• [Work to complete]
1 - Using the text on SCCHN immunotherapy trials below, decide whether each statement agrees with it, answering yes or no and quoting the words of the text that settle it. (a) KEYNOTE-055 is a phase 2 study of pembrolizumab. (b) The results of KEYNOTE-055 have already been reported. (c) The KESTREL study is a phase 2 trial.
2 - According to the text on SCCHN immunotherapy trials below, what does the checkpoint inhibitor durvalumab target?

Other ongoing immunotherapy-based trials for the treatment of advanced SCCHN include KEYNOTE-055, a phase 2 study of pembrolizumab in patients with locally advanced and/or metastatic SCCHN who have failed or relapsed following treatment with platinum-based and cetuximabbased treatments [25]. This study recently completed accrual and the result is awaited.

Another immune checkpoint inhibitor targeting PD-L1, durvalumab (MED14736) is being evaluated in combination with tremelimummab against standard of care in a phase III randomized, open-label, multi-center, global study for first-line treatment of recurrent or metastatic SCCHN patients [26] [(Table 2) for ongoing phases 2 and 3 immune checkpoint clinical trials].

Study title Study Phase Clinical Trial Identifier
Phase II Study of MEDI4736, Tremelimumab, and MEDI4736 in Combination w/ Tremelimumab Squamous Cell Carcinoma of the Head and Neck 2 NCT02319044
Phase II Study of MEDI4736 Monotherapy in Treatment of Recurrent or Metastatic Squamous Cell Carcinoma of the Head and Neck 2 NCT02207530
Study to Assess MEDI4736 With Either AZD9150 or AZD5069 in Relapsed Metastatic Squamous Cell Carcinoma of Head & Neck 2 NCT02499328
Pembrolizumab (MK-3475) Versus Standard Treatment for Recurrent or Metastatic Head and Neck Cancer (MK-3475-040/KEYNOTE-040) 3 NCT02499328
Study of MEDI4736 Monotherapy and in Combination With Tremelimumab Versus Standard of Care Therapy in Patients With Head and Neck Cancer 3 NCT02499328
A Study of Pembrolizumab (MK-3475) for First Line Treatment of Recurrent or Metastatic Squamous Cell Cancer of the Head and Neck (MK-3475-048/KEYNOTE-048) 3 NCT02499328
Phase III Open Label First Line Therapy Study of MEDI 4736 With or Without Tremelimumab Versus Standard of Care (SOC) in SCCHN (KESTREL) 3 NCT02499328

Table 2: Ongoing Phases II and III immune checkpoint inhibitor clinical trials in locally recurrent/metastatic SCCHN.

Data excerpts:
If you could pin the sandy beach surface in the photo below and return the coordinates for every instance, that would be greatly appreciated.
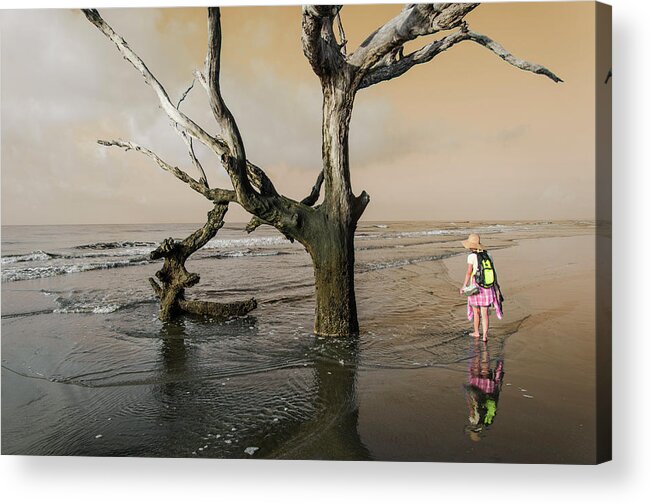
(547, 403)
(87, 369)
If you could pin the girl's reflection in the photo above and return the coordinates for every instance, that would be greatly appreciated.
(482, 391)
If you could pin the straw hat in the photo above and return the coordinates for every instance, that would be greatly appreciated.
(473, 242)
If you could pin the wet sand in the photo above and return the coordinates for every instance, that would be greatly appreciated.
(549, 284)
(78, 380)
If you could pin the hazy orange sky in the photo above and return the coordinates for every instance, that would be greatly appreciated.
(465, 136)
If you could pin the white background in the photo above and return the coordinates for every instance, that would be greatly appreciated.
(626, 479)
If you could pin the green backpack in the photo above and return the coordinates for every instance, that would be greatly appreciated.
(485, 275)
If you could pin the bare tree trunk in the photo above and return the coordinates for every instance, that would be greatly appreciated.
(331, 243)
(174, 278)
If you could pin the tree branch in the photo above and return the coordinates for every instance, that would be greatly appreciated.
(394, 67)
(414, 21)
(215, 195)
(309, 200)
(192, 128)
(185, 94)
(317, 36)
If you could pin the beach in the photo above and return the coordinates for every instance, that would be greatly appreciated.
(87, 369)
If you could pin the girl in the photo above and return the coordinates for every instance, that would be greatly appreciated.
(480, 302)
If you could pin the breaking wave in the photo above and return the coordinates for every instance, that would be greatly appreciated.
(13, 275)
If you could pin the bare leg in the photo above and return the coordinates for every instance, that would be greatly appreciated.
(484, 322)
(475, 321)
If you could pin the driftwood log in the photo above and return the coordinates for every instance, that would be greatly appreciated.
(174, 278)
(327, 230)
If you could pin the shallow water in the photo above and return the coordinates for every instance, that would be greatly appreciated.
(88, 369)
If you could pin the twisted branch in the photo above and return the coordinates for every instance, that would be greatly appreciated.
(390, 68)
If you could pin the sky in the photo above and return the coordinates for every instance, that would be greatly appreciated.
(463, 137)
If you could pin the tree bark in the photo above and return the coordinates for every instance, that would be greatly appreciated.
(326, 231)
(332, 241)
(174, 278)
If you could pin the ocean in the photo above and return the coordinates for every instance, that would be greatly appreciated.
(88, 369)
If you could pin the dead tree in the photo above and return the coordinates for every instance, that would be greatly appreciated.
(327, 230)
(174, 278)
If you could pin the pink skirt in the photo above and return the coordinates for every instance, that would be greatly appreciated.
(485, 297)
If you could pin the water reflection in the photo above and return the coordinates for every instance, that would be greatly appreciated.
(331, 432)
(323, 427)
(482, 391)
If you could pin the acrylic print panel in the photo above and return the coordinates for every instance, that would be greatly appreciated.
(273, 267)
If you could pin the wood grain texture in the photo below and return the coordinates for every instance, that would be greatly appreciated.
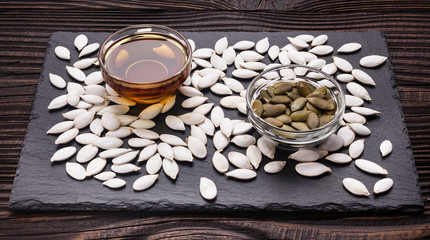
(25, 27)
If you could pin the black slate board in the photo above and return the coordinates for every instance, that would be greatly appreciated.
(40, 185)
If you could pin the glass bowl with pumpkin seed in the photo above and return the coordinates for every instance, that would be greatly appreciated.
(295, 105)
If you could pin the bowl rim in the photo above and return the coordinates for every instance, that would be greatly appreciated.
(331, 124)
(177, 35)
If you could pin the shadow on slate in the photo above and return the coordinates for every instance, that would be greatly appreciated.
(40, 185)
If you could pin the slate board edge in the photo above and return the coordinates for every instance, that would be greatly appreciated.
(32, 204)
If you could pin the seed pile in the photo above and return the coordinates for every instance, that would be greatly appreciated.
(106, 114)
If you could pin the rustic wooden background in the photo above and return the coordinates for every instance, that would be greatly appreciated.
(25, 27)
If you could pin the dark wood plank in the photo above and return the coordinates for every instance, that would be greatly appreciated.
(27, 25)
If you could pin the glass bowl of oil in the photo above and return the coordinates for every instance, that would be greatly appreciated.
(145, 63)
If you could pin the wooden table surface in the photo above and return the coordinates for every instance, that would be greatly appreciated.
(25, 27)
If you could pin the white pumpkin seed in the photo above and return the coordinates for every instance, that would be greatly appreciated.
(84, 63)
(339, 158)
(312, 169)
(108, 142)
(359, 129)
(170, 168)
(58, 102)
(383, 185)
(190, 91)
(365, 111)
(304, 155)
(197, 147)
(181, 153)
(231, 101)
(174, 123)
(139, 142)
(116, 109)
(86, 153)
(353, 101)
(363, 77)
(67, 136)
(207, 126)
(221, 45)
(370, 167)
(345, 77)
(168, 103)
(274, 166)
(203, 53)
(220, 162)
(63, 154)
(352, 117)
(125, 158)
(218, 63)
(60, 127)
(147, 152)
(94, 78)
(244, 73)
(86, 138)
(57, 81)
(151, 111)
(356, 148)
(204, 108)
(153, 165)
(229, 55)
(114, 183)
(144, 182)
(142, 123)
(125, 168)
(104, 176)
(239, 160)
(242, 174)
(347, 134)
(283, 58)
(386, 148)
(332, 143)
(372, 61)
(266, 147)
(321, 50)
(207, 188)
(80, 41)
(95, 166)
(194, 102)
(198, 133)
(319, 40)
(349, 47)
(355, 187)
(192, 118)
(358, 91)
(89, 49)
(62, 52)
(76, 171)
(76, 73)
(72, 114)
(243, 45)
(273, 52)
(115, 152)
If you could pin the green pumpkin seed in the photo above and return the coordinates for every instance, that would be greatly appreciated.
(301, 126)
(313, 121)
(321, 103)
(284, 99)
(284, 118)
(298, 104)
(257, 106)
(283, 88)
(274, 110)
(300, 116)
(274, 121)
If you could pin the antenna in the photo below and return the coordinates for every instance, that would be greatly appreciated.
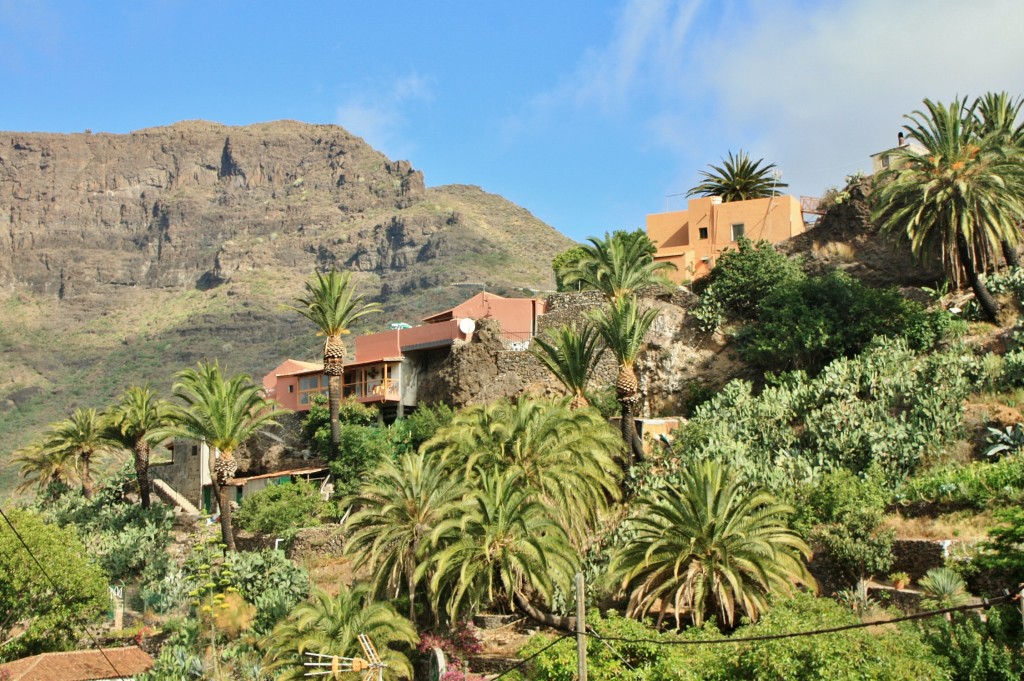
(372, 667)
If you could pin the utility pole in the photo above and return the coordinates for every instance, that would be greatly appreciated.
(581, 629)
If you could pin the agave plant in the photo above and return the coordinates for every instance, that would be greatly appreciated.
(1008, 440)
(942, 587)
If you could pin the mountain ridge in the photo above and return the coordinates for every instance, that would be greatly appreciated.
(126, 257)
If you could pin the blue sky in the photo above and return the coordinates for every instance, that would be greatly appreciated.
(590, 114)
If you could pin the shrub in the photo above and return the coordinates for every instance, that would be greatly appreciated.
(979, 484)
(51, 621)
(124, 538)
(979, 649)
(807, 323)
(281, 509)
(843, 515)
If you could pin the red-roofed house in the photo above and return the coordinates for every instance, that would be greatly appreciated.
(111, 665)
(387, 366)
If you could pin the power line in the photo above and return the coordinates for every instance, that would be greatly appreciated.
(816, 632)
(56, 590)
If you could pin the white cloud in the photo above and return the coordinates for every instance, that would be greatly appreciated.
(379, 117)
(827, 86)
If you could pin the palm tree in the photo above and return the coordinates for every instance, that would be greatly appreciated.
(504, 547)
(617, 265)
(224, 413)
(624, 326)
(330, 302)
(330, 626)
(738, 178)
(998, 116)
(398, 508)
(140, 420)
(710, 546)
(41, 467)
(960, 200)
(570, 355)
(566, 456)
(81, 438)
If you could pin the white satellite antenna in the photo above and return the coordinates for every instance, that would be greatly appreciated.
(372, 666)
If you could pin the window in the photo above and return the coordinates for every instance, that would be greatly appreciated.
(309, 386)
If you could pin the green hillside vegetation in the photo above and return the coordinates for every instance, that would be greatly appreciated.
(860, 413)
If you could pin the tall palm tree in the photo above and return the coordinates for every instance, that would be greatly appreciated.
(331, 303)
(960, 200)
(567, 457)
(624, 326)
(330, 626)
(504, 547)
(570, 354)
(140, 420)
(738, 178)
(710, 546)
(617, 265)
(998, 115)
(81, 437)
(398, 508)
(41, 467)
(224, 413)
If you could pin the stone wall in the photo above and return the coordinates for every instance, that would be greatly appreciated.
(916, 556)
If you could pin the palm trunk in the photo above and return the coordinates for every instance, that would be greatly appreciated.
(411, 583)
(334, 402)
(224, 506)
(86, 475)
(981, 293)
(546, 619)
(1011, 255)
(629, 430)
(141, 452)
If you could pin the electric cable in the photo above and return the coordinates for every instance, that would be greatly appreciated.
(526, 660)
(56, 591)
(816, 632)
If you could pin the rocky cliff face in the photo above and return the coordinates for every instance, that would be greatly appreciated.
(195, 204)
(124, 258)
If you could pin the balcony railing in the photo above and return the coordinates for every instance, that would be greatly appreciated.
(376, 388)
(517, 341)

--

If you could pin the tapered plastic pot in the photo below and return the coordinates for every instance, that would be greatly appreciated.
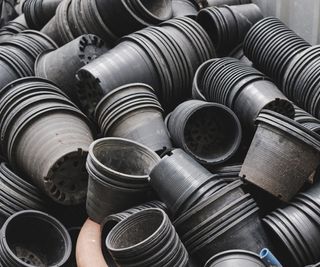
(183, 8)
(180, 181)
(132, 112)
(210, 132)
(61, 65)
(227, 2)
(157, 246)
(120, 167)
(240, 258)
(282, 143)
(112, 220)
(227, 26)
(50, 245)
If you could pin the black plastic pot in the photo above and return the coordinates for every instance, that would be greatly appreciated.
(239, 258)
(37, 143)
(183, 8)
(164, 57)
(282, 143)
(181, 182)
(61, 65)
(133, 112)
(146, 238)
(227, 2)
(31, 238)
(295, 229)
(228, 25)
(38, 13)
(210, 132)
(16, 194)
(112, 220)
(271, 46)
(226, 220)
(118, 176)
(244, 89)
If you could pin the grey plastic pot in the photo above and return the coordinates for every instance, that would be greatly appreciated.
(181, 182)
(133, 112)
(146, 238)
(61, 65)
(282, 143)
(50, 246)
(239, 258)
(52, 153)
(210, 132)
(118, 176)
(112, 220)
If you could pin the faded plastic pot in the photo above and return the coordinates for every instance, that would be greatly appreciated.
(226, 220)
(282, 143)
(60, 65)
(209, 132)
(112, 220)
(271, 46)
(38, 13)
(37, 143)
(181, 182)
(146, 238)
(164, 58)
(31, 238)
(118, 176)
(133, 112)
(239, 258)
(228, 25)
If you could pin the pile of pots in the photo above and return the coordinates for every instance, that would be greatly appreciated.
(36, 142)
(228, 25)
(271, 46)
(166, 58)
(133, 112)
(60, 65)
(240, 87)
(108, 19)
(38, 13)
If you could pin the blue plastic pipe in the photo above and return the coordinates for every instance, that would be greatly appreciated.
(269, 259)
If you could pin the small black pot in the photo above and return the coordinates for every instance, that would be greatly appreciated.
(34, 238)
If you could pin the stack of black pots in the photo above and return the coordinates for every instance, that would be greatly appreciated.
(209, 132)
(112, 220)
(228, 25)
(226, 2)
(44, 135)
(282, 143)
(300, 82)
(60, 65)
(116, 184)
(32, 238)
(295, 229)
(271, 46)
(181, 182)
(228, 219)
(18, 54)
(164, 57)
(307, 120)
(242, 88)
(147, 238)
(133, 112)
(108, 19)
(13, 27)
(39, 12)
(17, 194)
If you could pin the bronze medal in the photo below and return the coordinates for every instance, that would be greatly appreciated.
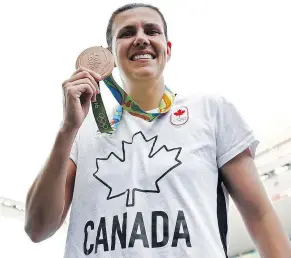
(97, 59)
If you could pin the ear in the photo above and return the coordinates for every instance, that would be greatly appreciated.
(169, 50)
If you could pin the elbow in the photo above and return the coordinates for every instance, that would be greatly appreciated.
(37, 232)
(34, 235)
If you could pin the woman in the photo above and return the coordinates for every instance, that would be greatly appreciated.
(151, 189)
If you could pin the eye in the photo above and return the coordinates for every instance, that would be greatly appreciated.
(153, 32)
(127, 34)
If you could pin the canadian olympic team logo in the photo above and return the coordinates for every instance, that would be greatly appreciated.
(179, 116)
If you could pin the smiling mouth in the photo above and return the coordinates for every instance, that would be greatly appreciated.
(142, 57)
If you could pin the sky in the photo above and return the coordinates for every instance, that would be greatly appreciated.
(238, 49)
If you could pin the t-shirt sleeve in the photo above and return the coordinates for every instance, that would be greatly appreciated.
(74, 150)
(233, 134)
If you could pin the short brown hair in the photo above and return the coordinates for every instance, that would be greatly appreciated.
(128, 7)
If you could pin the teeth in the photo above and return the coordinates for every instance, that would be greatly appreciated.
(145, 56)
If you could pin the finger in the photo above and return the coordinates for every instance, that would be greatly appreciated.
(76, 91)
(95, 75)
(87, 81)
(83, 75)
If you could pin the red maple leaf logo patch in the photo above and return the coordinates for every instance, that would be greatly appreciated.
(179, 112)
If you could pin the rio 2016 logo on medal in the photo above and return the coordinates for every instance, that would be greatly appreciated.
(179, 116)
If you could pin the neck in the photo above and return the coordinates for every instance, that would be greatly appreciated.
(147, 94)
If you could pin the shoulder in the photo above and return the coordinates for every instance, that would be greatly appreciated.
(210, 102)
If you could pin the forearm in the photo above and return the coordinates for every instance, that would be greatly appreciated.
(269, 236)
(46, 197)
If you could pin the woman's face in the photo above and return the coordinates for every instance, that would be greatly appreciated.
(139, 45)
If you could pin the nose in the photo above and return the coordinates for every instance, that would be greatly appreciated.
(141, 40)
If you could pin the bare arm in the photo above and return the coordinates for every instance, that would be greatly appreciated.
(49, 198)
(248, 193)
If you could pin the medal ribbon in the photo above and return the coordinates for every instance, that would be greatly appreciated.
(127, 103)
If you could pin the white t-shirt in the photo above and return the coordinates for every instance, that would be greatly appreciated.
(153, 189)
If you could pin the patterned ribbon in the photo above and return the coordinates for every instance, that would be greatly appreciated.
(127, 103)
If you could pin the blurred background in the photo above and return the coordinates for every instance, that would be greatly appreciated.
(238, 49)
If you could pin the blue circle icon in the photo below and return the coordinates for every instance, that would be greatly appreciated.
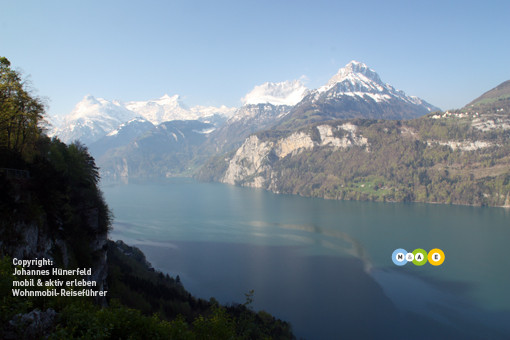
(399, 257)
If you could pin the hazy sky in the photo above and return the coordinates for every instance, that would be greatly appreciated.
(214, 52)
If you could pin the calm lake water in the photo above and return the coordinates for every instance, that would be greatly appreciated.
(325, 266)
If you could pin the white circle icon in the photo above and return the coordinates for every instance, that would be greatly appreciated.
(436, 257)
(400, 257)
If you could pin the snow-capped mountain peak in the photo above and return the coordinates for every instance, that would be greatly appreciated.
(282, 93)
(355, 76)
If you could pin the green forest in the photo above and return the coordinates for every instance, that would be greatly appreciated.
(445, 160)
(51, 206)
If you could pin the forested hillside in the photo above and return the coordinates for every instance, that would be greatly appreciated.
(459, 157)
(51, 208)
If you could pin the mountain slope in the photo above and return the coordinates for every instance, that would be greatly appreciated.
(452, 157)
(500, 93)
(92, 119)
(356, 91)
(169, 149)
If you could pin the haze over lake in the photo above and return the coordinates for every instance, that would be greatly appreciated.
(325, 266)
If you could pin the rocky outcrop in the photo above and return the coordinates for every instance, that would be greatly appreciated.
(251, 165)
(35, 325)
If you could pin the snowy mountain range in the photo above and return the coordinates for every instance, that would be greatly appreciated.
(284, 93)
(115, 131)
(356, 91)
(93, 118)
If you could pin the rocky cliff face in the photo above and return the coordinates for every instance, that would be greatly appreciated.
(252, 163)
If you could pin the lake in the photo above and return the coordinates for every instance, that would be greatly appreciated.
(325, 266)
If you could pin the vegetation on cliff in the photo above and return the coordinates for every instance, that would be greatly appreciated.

---

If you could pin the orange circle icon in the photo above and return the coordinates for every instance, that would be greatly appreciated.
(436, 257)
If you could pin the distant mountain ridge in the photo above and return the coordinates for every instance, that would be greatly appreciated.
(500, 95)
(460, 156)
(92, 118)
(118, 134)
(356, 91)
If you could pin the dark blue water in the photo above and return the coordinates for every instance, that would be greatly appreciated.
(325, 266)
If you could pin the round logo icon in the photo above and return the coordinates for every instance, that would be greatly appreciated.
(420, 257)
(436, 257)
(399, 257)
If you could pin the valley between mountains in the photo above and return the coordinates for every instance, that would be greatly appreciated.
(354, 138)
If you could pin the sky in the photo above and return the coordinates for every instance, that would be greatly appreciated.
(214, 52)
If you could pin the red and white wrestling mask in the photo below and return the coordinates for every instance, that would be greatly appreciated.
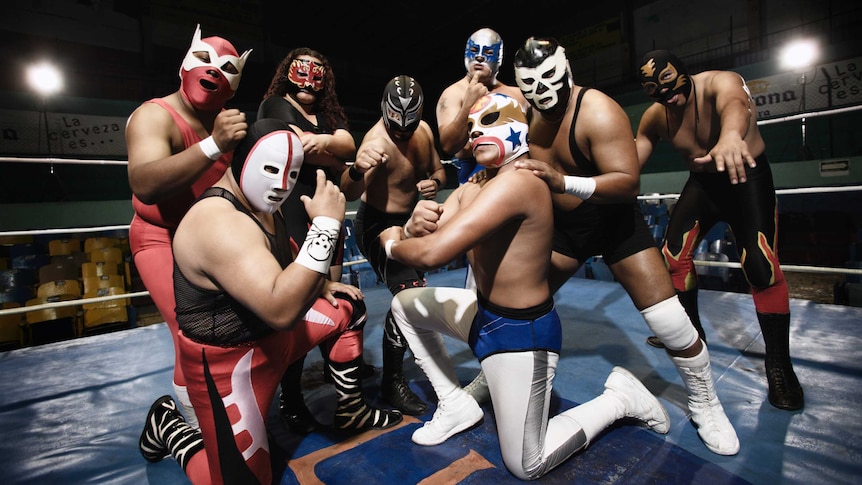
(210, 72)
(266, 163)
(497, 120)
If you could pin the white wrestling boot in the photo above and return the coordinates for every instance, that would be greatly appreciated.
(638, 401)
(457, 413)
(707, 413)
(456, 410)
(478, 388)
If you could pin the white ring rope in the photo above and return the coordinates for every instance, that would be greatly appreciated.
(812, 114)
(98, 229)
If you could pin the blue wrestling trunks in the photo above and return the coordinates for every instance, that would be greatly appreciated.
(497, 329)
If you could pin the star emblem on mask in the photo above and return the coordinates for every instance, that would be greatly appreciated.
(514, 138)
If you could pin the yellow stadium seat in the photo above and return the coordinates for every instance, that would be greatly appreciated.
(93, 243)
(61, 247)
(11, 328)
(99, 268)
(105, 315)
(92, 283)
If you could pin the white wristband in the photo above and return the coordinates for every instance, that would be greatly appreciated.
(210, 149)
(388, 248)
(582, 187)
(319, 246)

• [Results in order]
1 -
(a) Yes: "KEYNOTE-055, a phase 2 study of pembrolizumab"
(b) No: "This study recently completed accrual and the result is awaited."
(c) No: "Phase III Open Label First Line Therapy Study of MEDI 4736 With or Without Tremelimumab Versus Standard of Care (SOC) in SCCHN (KESTREL)"

2 - Durvalumab targets PD-L1.